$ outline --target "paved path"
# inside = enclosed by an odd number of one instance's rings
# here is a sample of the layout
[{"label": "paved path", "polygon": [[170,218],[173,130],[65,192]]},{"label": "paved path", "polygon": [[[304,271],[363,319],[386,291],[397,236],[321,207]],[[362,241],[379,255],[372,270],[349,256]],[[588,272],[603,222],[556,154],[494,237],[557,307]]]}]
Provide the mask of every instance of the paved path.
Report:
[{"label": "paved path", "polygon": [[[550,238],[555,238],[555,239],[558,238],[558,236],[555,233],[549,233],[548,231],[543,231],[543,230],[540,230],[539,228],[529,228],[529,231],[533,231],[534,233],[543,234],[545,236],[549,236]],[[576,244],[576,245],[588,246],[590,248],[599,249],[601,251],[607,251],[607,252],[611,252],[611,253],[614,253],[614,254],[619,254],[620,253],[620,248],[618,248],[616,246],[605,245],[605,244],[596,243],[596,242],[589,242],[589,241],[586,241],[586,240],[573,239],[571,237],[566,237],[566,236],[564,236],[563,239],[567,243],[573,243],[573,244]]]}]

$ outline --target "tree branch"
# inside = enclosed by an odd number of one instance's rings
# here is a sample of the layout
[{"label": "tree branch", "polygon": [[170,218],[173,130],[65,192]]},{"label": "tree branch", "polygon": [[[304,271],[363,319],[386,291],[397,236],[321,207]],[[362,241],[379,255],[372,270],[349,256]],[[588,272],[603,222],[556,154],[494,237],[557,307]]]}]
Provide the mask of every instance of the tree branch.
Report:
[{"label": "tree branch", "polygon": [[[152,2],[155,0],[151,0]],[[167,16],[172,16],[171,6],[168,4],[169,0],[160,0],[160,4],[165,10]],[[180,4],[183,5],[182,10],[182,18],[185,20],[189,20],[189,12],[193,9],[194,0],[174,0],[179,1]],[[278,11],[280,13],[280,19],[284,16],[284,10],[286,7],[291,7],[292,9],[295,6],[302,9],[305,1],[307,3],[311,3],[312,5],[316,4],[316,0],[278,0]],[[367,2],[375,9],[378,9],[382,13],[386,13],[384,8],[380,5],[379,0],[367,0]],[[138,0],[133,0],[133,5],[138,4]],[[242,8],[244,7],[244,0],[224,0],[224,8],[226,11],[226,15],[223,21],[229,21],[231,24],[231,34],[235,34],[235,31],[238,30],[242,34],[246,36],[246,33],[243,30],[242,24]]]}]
******************************
Exercise objective -> Report every line of the data in which "Provide" appears.

Answer ->
Provide the mask of every instance of the paved path.
Provide the mask of every instance of the tree branch.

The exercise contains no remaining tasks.